### Extract provided

_ _ _

Welcome to Iowa, 'Escritores'!

For a year, the only thing Paula Lamamie de Clairac Garrido knew about the University of Iowa was its mailing address.

She’d been working as a bookstore clerk in her native Madrid, Spain, when she met Ana Merino, associate professor in the Department of Spanish and Portuguese at the UI, who’d stopped by to collect source texts for her Spanish creative writing classes at the university.

“For months, she had me shipping all these books to the University of Iowa,” Lamamie laughs, “and I didn’t even know what it was. I had no idea it was this famous place for writing.”

Eventually Merino discovered that Paula had a degree in philosophy, wrote poetry and book reviews, danced, and was working on a novel—“so she asked me,” says Lamamie, “‘What are you doing next year?’ Then she told me about the writing program she was developing, and I went online right away to see where Iowa was.”

Lamamie is now a second-year student in the UI’s Master of Fine Arts in Spanish Creative Writing program. Housed in the Department of Spanish and Portuguese in the College of Liberal Arts and Sciences, the two-year program allows Spanish-speaking students to develop their writing talents in their native language while working with established writers from across the Spanish-speaking world.

Core faculty are Merino, the program director and a poet and comics scholar from Spain; Salvadoran writer Horacio Castellanos; and Chilean crime novelist (and, as it happens, newly appointed ambassador to Mexico) Roberto Ampuero. Spanish poet Luis Muñoz and Mexican-American novelist Luis Humberto Crosthwaite are this year’s visiting faculty.

Unique in the Midwest

The UI program—one of only three Spanish-language MFA programs in the U.S.—was conceived in 2009 by decorated Chilean poet and then-UI faculty member Oscar Hahn, who envisioned a creative writing program based on Iowa’s acclaimed workshop model but for students who wanted to read, learn, and write in their native Spanish.

Such a program, he thought, would be well situated at the UI, where it could both draw upon and contribute to the resources and traditions of the “Writing University.” The college recruited Merino to develop the curriculum and outreach component, and in 2011, the Board of Regents, State of Iowa approved the new program. Classes began in spring 2012 with an inaugural student body of two. The subsequent class enrolled five, and the faculty foresee increasing enrollments every year.

_ _ _

### Extracted data
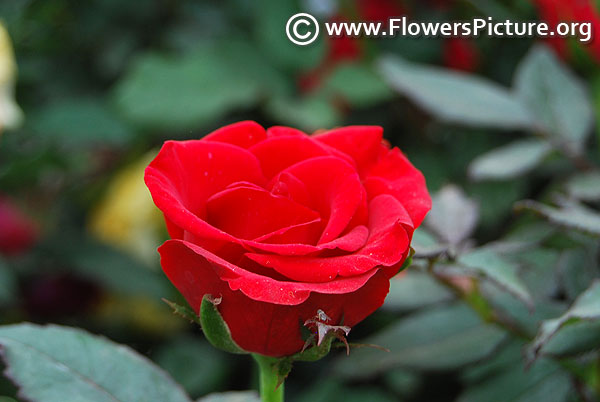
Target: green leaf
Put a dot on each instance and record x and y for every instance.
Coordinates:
(271, 17)
(488, 265)
(413, 290)
(79, 122)
(571, 215)
(584, 186)
(453, 216)
(194, 364)
(183, 311)
(545, 381)
(426, 245)
(585, 308)
(215, 328)
(161, 92)
(232, 396)
(558, 100)
(8, 283)
(441, 338)
(455, 97)
(357, 84)
(50, 362)
(111, 268)
(509, 161)
(308, 113)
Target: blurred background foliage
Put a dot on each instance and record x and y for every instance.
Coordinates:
(502, 302)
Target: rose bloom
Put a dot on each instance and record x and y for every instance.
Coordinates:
(280, 224)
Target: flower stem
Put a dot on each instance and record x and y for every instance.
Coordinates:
(269, 391)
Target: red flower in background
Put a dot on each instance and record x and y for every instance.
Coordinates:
(18, 232)
(557, 11)
(279, 225)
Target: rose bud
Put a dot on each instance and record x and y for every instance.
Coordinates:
(279, 227)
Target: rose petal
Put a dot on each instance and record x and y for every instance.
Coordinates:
(334, 189)
(360, 142)
(186, 173)
(249, 213)
(390, 231)
(277, 153)
(256, 287)
(243, 134)
(260, 327)
(277, 131)
(394, 174)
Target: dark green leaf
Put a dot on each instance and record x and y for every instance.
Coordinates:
(50, 362)
(413, 290)
(184, 92)
(271, 17)
(309, 113)
(79, 122)
(585, 308)
(545, 381)
(194, 364)
(436, 339)
(571, 215)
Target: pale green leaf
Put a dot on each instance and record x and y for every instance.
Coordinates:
(585, 186)
(456, 97)
(357, 84)
(509, 161)
(557, 98)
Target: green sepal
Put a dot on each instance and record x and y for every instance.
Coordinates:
(215, 328)
(183, 311)
(407, 263)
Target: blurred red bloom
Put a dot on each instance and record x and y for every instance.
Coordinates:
(18, 232)
(378, 10)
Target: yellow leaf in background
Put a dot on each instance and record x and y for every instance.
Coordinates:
(11, 115)
(126, 217)
(144, 314)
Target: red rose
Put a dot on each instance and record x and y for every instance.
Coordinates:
(280, 224)
(18, 232)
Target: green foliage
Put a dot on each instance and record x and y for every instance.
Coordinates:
(440, 338)
(509, 161)
(215, 329)
(89, 368)
(500, 300)
(482, 102)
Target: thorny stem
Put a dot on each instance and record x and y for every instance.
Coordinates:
(488, 314)
(270, 389)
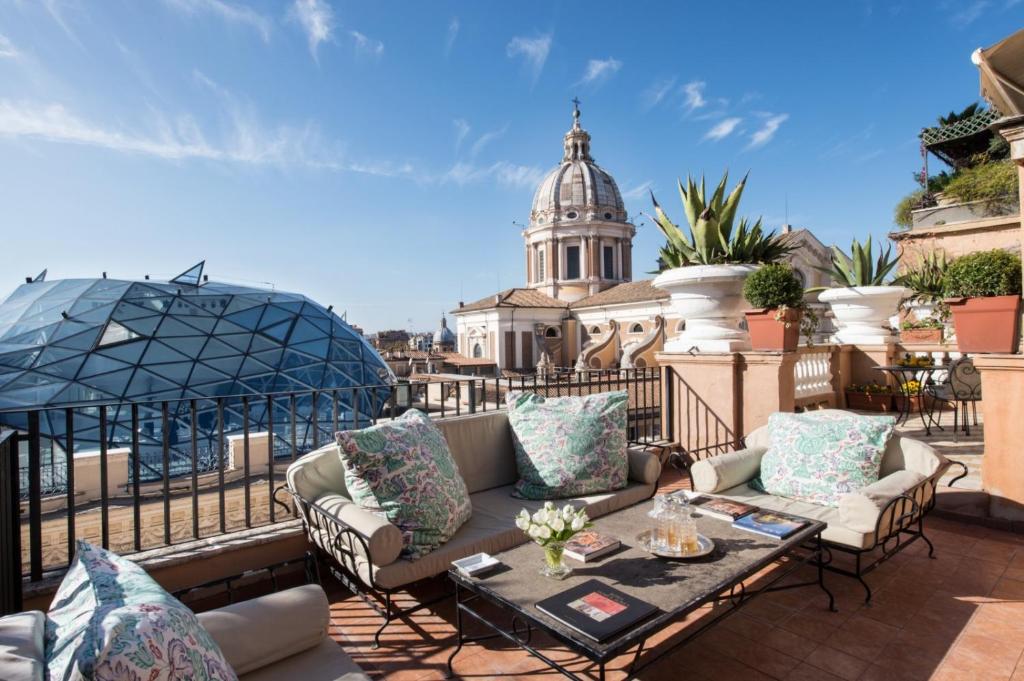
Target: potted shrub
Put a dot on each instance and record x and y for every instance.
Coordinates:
(861, 301)
(869, 397)
(777, 297)
(704, 270)
(983, 291)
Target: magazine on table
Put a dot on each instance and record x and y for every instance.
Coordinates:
(717, 507)
(771, 523)
(590, 546)
(596, 610)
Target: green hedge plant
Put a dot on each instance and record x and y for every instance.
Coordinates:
(773, 286)
(983, 274)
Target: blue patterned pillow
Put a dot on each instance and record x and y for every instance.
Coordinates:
(820, 456)
(110, 621)
(403, 470)
(568, 447)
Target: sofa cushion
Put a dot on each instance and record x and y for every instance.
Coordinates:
(819, 456)
(298, 621)
(491, 528)
(404, 470)
(134, 630)
(835, 531)
(22, 646)
(567, 447)
(860, 510)
(383, 538)
(727, 470)
(481, 445)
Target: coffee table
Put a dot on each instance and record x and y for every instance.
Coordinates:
(676, 587)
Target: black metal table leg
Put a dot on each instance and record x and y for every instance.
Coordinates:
(458, 629)
(821, 576)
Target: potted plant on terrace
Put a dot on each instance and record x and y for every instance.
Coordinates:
(778, 298)
(983, 291)
(862, 302)
(704, 270)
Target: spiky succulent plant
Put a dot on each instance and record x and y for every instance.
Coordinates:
(858, 268)
(715, 238)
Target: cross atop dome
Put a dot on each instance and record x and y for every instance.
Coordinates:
(577, 141)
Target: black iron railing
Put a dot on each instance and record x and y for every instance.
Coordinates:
(205, 466)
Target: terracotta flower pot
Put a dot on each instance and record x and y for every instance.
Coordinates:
(986, 325)
(767, 333)
(926, 335)
(868, 401)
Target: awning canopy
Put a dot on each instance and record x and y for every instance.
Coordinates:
(1001, 68)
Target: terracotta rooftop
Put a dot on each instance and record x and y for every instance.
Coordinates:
(630, 292)
(511, 298)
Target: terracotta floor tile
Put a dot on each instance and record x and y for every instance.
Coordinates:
(837, 662)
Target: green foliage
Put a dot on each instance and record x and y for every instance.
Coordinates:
(983, 274)
(995, 183)
(858, 268)
(926, 278)
(912, 201)
(714, 239)
(773, 286)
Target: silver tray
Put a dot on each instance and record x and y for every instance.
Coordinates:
(705, 545)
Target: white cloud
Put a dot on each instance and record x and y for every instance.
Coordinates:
(532, 50)
(229, 12)
(453, 33)
(7, 49)
(693, 93)
(316, 18)
(723, 128)
(764, 134)
(504, 172)
(243, 140)
(461, 130)
(657, 90)
(639, 192)
(600, 69)
(365, 44)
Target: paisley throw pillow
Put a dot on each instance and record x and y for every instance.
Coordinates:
(820, 456)
(403, 470)
(568, 447)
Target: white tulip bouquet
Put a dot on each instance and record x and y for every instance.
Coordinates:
(551, 525)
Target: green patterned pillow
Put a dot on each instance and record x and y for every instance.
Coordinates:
(568, 447)
(110, 621)
(820, 456)
(403, 470)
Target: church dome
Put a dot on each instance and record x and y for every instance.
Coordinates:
(578, 188)
(443, 335)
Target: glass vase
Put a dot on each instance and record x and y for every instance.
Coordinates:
(554, 563)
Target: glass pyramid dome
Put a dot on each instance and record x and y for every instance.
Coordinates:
(85, 342)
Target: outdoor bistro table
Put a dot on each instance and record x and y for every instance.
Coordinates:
(923, 375)
(676, 587)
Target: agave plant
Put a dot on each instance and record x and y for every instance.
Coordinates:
(858, 268)
(715, 238)
(926, 278)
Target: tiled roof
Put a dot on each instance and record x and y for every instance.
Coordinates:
(630, 292)
(512, 298)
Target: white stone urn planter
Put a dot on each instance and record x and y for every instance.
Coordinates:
(861, 312)
(710, 299)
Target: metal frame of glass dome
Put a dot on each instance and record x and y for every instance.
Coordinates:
(169, 349)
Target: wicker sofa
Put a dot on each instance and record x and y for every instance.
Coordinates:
(279, 636)
(870, 525)
(365, 547)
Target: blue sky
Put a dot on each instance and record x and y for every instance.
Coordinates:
(377, 156)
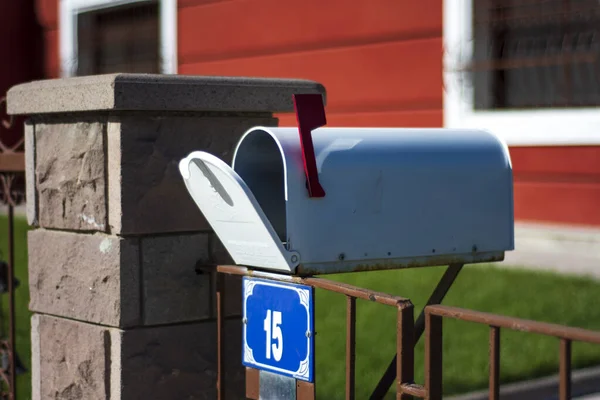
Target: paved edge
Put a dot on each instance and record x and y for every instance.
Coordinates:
(583, 382)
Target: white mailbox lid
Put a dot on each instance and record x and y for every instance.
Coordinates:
(233, 212)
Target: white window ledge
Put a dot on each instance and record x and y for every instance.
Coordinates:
(69, 9)
(541, 127)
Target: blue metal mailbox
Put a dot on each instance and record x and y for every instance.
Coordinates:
(393, 198)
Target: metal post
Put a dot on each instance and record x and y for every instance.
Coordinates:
(220, 337)
(436, 298)
(350, 346)
(11, 302)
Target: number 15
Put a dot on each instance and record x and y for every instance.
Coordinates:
(274, 332)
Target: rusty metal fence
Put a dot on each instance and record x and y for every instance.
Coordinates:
(433, 345)
(12, 194)
(408, 332)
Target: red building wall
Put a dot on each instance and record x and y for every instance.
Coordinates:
(21, 48)
(380, 60)
(47, 14)
(558, 184)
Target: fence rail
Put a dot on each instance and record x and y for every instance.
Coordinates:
(433, 335)
(407, 334)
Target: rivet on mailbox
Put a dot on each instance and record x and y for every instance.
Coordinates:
(356, 199)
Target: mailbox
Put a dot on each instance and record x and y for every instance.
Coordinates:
(391, 198)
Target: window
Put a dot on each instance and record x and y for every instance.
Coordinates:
(526, 70)
(121, 39)
(107, 36)
(535, 53)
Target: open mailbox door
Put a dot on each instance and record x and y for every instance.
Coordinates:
(234, 214)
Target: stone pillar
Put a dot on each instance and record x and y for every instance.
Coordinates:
(120, 311)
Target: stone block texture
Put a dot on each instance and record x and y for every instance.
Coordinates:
(146, 191)
(117, 281)
(147, 92)
(72, 360)
(172, 290)
(91, 278)
(70, 174)
(170, 362)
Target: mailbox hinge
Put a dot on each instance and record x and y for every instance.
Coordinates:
(310, 114)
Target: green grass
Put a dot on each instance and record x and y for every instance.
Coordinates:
(524, 294)
(23, 316)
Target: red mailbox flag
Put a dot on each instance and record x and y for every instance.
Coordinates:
(310, 114)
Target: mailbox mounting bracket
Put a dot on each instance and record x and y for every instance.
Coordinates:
(310, 114)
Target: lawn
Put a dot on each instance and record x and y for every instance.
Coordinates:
(524, 294)
(23, 316)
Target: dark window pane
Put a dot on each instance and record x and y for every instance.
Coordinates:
(122, 39)
(536, 53)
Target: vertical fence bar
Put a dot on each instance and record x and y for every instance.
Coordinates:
(565, 369)
(220, 336)
(494, 363)
(350, 347)
(405, 352)
(252, 383)
(433, 356)
(11, 301)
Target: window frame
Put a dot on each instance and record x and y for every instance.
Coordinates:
(70, 9)
(542, 127)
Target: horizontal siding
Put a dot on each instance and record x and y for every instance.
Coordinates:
(412, 119)
(366, 78)
(556, 160)
(380, 60)
(47, 13)
(236, 29)
(558, 202)
(193, 3)
(557, 184)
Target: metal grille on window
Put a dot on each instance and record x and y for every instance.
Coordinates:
(536, 53)
(119, 39)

_ _ _

### Exercise task
Proceed with the article on the Spanish Creative Writing program at the University of Iowa, continuing after its final sentence. The entries are not required for what follows.

### Output for this task
“People will come,” says Castellanos. “There’s a lot of writing stimulus in Iowa City. You can’t get that any other place, so concentrated. It’s very attractive to our students”—as is the presence of the UI’s renowned International Writing Program, which regularly hosts, among others, established writers from Latin America.

So far, the new MFA program has enrolled students from Colombia, Bolivia, Spain, and Costa Rica—and they’re quickly becoming a fixture in the local writing community, giving and attending readings; teaching Spanish classes at the UI as teaching assistants; leading free workshops via the program’s outreach arm, the Spanish Creative Literacy Project; and collaborating with fellow artists across the university.

Spanish at Iowa

“I’m loving it,” says Lamamie. “It’s good to be here with so many wonderful writers, and it is so rich to be writing in my own language. I like English, but those words don’t have special meanings for me because it’s not my native language. But when I write in Spanish, I can use a word because it reminds me of something my grandmother would say.” Plus, she says, “In English, maybe I have one or two adjectives to describe something, but in Spanish, I have twenty.”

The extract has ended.